━━ LISTED RECORDS

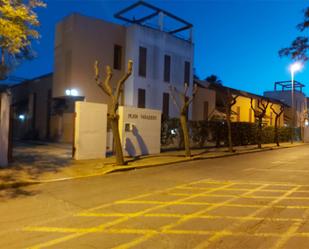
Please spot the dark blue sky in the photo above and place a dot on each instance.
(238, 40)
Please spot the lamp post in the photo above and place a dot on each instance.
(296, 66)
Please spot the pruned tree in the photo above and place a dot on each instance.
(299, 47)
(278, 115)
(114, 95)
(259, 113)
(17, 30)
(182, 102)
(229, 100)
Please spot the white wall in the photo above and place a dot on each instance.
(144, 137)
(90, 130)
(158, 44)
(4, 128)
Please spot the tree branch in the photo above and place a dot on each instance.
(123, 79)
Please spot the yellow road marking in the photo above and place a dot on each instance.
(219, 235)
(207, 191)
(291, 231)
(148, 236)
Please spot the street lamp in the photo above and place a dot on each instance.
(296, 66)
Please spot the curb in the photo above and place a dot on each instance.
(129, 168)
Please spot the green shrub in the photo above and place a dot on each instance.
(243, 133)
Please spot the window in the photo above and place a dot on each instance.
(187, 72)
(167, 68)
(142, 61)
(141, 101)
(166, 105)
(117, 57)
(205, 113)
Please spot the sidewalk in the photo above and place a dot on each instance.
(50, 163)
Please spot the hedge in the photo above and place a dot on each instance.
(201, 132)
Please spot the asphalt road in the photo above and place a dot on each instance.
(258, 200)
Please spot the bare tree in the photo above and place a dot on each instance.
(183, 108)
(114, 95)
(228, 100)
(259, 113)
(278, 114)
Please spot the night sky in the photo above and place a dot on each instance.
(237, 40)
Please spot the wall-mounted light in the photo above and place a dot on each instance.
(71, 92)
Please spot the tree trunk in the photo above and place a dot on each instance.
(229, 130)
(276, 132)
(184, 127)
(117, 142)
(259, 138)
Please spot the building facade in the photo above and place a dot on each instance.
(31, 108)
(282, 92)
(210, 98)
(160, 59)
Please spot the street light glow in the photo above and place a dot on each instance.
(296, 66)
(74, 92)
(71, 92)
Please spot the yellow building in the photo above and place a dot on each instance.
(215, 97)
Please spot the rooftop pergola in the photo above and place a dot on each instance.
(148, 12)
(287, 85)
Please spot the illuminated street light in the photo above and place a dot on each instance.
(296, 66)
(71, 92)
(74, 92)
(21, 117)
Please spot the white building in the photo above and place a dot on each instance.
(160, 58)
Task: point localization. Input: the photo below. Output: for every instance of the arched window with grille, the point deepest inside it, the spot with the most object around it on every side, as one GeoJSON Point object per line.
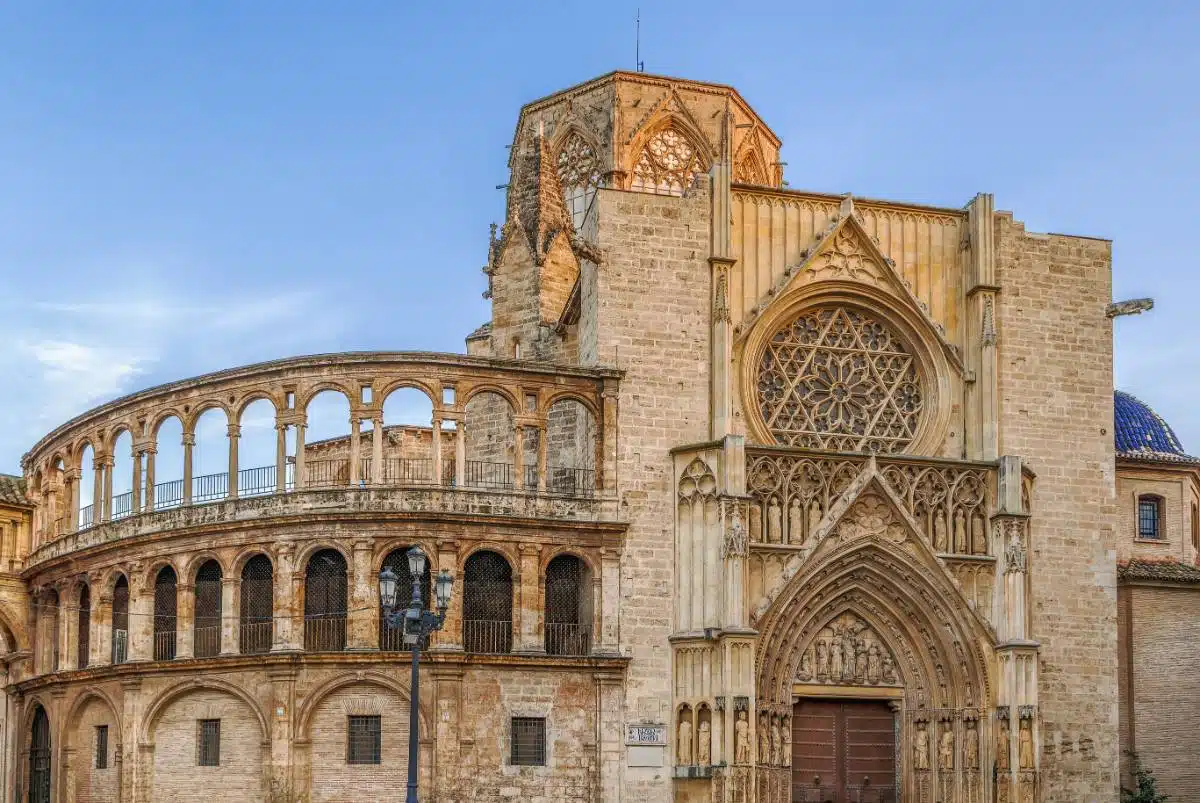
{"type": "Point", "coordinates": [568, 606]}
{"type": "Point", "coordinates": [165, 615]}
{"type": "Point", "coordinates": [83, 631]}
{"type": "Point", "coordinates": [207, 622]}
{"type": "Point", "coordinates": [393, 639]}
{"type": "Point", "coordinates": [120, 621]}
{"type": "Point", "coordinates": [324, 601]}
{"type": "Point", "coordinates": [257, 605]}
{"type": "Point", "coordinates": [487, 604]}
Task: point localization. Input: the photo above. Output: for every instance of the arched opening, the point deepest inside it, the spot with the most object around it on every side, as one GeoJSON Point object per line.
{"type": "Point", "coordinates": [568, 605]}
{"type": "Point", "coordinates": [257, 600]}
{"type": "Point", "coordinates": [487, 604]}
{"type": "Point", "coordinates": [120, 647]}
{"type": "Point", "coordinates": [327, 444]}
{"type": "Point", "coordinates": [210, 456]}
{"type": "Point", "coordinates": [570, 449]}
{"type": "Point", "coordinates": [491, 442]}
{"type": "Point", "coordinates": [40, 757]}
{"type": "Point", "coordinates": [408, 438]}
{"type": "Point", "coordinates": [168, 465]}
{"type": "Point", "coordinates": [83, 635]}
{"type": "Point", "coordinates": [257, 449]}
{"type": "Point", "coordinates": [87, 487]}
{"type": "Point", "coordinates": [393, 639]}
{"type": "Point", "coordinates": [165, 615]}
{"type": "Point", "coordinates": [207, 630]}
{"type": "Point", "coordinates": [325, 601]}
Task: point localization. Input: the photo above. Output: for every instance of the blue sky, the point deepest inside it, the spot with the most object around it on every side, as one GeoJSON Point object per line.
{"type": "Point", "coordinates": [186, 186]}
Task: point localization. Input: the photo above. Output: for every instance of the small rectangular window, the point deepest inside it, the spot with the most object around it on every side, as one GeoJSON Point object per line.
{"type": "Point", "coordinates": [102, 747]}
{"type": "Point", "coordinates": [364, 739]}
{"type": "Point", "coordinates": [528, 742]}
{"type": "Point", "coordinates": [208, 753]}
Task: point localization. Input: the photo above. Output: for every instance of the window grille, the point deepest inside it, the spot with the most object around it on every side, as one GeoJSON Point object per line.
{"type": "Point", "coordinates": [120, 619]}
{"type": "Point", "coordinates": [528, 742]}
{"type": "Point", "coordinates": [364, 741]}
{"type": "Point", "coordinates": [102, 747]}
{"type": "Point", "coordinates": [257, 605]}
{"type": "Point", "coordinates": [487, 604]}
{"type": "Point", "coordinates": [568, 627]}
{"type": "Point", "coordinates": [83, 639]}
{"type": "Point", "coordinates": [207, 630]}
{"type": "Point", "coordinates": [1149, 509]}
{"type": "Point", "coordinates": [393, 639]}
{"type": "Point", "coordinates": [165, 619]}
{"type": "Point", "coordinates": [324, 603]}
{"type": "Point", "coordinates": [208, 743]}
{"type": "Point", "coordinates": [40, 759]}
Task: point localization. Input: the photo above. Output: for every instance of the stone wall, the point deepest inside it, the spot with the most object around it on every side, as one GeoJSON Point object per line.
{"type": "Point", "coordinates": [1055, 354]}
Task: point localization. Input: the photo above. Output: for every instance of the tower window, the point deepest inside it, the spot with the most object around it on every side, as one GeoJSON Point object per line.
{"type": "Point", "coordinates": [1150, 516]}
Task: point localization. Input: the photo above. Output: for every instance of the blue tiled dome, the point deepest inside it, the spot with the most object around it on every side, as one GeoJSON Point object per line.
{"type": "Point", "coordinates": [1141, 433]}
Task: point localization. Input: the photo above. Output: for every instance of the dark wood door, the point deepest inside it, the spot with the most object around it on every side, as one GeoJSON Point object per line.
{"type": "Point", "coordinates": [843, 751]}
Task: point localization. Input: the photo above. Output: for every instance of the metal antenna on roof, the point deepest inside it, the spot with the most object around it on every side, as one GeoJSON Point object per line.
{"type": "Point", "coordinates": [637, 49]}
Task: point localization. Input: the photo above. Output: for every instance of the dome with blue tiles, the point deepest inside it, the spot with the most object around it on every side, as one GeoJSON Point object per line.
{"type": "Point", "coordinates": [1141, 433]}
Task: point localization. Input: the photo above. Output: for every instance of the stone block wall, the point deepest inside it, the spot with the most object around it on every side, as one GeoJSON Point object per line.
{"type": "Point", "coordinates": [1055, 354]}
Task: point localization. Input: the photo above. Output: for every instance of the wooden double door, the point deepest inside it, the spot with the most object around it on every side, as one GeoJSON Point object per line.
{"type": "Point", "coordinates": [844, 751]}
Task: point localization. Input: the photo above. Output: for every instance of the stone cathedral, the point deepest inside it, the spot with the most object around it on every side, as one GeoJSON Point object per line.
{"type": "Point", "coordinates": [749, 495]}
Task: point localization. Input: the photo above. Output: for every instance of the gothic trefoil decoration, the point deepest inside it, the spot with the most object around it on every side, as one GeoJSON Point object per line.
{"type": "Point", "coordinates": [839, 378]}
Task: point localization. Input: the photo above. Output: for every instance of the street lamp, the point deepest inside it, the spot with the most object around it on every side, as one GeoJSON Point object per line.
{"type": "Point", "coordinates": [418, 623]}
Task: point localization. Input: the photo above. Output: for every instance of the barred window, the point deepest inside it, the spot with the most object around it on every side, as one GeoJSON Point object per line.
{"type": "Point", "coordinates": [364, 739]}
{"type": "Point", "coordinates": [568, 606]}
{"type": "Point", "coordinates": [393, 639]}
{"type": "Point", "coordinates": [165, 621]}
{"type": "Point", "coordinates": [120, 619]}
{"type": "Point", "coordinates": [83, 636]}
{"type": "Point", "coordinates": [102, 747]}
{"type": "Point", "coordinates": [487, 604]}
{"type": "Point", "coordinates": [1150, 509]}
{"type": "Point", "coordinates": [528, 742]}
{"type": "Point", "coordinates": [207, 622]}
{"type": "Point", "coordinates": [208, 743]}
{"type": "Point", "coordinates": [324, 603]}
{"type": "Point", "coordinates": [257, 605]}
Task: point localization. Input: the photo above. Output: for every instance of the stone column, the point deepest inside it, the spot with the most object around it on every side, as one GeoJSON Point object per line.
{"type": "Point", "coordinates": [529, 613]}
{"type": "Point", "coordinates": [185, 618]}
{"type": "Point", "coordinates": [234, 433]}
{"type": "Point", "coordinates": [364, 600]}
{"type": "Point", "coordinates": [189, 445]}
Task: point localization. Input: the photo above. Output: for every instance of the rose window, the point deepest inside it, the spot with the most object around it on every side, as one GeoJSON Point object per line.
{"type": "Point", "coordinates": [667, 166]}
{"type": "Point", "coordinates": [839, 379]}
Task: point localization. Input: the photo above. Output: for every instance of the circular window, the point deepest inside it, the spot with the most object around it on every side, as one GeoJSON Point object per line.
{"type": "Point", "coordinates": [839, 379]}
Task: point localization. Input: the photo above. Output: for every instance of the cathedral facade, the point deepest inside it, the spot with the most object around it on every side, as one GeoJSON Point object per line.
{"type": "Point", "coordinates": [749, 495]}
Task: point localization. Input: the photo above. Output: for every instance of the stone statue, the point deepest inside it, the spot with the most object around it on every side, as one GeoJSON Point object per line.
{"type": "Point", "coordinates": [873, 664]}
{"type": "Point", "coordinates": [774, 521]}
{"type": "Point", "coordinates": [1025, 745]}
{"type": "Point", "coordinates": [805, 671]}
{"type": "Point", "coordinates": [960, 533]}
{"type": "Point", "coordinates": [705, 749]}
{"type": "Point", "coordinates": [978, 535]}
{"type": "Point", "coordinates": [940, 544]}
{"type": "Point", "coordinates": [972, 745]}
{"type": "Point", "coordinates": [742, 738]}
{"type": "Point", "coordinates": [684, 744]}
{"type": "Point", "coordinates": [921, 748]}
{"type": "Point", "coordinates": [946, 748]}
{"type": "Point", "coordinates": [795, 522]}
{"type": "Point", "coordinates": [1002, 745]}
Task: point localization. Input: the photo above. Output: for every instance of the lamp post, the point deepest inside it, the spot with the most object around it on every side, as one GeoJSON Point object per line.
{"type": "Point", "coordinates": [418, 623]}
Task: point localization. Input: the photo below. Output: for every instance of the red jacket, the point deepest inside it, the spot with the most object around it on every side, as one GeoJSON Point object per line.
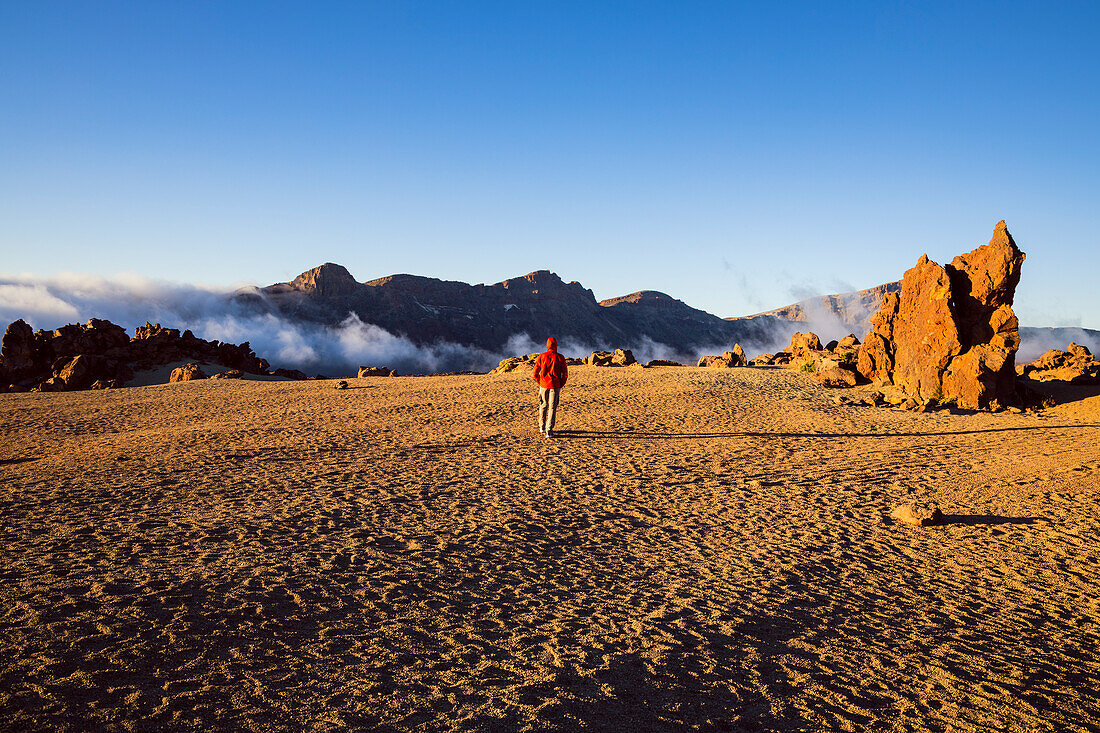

━━━━

§ **WHAT THE TASK ASKS**
Rewrite the listing from the line containing "of the cathedral" through the end of the listing, replacing "stone statue" with "bronze statue" and leaving everything else unchanged. Omit the pictures from your answer.

§ **COMPLETED EXERCISE**
Task: point localization. Input: the photo above. Output: for every instance of the cathedral facade, the point deepest inside it, the spot with the most object around it on every side, as one GeoJSON Point object per line.
{"type": "Point", "coordinates": [749, 495]}
Task: point localization. Input: the photo above. Output: for every instance of the bronze statue, the point deepest inside it, the spot with the most object around it on every side, as one GeoJSON Point object per line.
{"type": "Point", "coordinates": [873, 664]}
{"type": "Point", "coordinates": [774, 521]}
{"type": "Point", "coordinates": [1025, 745]}
{"type": "Point", "coordinates": [805, 671]}
{"type": "Point", "coordinates": [960, 533]}
{"type": "Point", "coordinates": [705, 749]}
{"type": "Point", "coordinates": [978, 535]}
{"type": "Point", "coordinates": [940, 544]}
{"type": "Point", "coordinates": [972, 745]}
{"type": "Point", "coordinates": [742, 738]}
{"type": "Point", "coordinates": [684, 744]}
{"type": "Point", "coordinates": [921, 748]}
{"type": "Point", "coordinates": [946, 748]}
{"type": "Point", "coordinates": [795, 522]}
{"type": "Point", "coordinates": [1002, 745]}
Task: point localization. Input: the photo above. Output: for every instance of the lamp post, the point deepest inside it, the spot with the most object around it on every side, as one GeoJSON Point object per line.
{"type": "Point", "coordinates": [418, 623]}
Task: point localization. Input: the photo below. Output: for every instance of the red jacket, the point deepest inside it, the spot with the most object around it on every side, as one GeoJSON Point object per line.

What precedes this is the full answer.